--- Source text ---
We use objects in the world to help us get things done e.g. Andy Clark’s example of a bartender under stress lining up different kinds of glasses as a visual reminder of their upcoming drink orders. Since it is arguable that getting things done is at the heart of cognition, using objects in the world is an important species of cognition.
Tag Archives: extended mind
In Adams & Aizawa’s (A&A) recent paper in Menary’s anthology The Extended Mind (2010), they put put forward a relatively straightforward (and by now, well-rehearsed) objection to the extended mind argument:
[The coupling-constitution fallacy] is the most common mistake that extended mind theorists make. The fallacious pattern is to draw attention to cases, real or imagined, in which some object or process is coupled in some fashion to some cognitive agent. From this, one slides to the conclusion that the object or process constitutes part of the agent’s cognitive apparatus or cognitive processing. If you are coupled to your pocket notebook in the sense of always having it readily available, use it a lot, trust it implicitly, and so forth, then Clark infers that the pocket notebook constitutes a part of your memory store. If you are coupled to a rock in the sense of always having it readily available, use it a lot, trust it implicitly, and so forth, Clark infers that the rock constitutes a part of your memory store. Yet coupling relations are distinct from constitutive relations, and the fact that object or process X is coupled to object or process Y does not entail that X is part of Y . The neurons leading into a neuromuscular junction are coupled to the muscles they innervate, but the neurons are not a part of the muscles they innervate. The release of neurotransmitters at the neuromuscular junction is coupled to the process of muscular contraction, but the process of releasing neurotransmitters at the neuromuscular junction is not part of the process of muscular contraction…
So, if the fact that an object or process X is coupled to a cognitive agent does not entail that X is a part of the cognitive agent’s cognitive apparatus, what does? The nature of X , of course. One needs a theory of what makes a process a cognitive process rather than a noncognitive process. One needs a theory of the “mark of the cognitive.” It won’t do simply to say that a cognitive process is one that is coupled to a cognitive agent, since this only pushes back the question. One still needs a theory of what makes something a cognitive agent. This is another weakness of extended mind theories. Yet, in all fairness to Clark and other extended mind theorists, it must be admitted that one of the shortcomings of contemporary cognitive psychology is that there is no well-established theory of just exactly what constitutes the cognitive.
---
**Stated exercise A:** Copy the records below word for word, from the line that contains "Q. Point out the haze" through the line that contains "pixel 48 180".
--- Information supplied ---
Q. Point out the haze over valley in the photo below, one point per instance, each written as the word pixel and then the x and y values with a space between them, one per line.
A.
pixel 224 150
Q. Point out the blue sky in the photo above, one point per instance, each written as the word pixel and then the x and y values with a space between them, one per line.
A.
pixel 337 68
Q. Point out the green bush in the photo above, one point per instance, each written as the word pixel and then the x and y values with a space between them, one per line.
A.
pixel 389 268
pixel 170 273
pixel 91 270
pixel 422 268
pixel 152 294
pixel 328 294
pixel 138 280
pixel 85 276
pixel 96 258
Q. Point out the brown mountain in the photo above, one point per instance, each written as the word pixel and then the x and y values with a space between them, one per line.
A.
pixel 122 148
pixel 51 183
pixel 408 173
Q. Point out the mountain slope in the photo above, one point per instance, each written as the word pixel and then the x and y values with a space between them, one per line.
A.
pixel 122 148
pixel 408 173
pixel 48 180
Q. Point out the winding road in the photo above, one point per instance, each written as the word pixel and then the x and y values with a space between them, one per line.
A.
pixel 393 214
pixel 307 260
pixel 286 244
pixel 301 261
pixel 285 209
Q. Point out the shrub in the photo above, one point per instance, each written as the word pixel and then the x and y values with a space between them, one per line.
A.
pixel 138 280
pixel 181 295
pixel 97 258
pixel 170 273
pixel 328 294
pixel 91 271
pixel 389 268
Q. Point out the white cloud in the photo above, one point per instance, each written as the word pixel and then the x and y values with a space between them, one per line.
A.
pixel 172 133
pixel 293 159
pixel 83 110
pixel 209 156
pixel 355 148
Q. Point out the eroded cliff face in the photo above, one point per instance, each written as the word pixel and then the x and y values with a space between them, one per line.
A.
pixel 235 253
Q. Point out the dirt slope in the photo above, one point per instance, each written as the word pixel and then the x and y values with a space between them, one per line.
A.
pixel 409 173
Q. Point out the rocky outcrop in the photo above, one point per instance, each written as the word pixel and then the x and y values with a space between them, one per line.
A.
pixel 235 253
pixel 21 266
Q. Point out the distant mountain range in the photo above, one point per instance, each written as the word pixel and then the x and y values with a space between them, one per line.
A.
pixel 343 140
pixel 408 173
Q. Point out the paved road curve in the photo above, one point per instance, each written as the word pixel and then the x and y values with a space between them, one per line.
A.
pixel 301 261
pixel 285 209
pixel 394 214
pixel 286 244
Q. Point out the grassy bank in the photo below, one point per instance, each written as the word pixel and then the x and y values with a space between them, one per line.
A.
---
--- Information supplied ---
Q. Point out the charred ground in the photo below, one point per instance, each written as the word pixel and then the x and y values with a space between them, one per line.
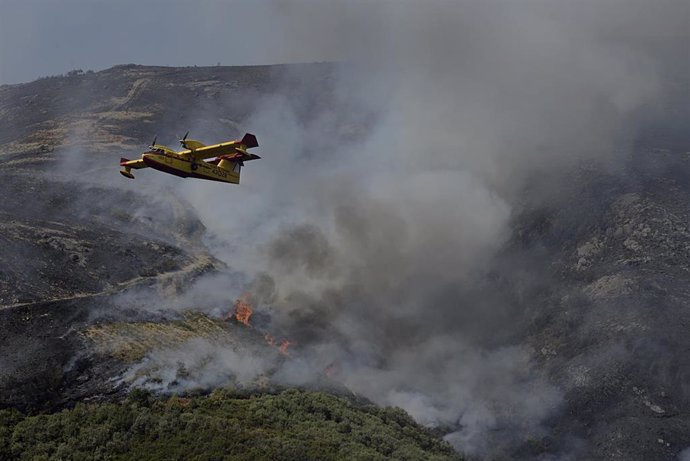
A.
---
**Stated exercise B:** Rewrite the stretch of the passage on the extended mind from "We use objects" through "species of cognition.", putting "barista" wherever "bartender" appears.

**Correct response A:**
Q. Point out the haze over valley in the photo below, one point per instance, each written as the word pixel and then the x and y values with a space between them, one per line.
A.
pixel 224 150
Q. Point out the blue sky in the photo above, one point per instance, each written as the word pixel and then the x and y values with a space between them, one per line.
A.
pixel 337 68
Q. Point out the green bush in the photo above, one point per instance, each written as the word pixel and then the x and y values with a space between them, one per line.
A.
pixel 389 268
pixel 170 273
pixel 91 270
pixel 422 268
pixel 152 294
pixel 328 294
pixel 138 280
pixel 85 276
pixel 96 258
Q. Point out the brown mountain in the photo above, one point per instance, each written as the word pixel and then the x and y values with a space between them, one per line.
A.
pixel 122 148
pixel 51 183
pixel 408 173
Q. Point out the mountain slope in the photo above, one point per instance, each written as the word pixel and then the x and y values with a space between them, one per line.
A.
pixel 122 148
pixel 408 173
pixel 48 180

**Correct response B:**
We use objects in the world to help us get things done e.g. Andy Clark’s example of a barista under stress lining up different kinds of glasses as a visual reminder of their upcoming drink orders. Since it is arguable that getting things done is at the heart of cognition, using objects in the world is an important species of cognition.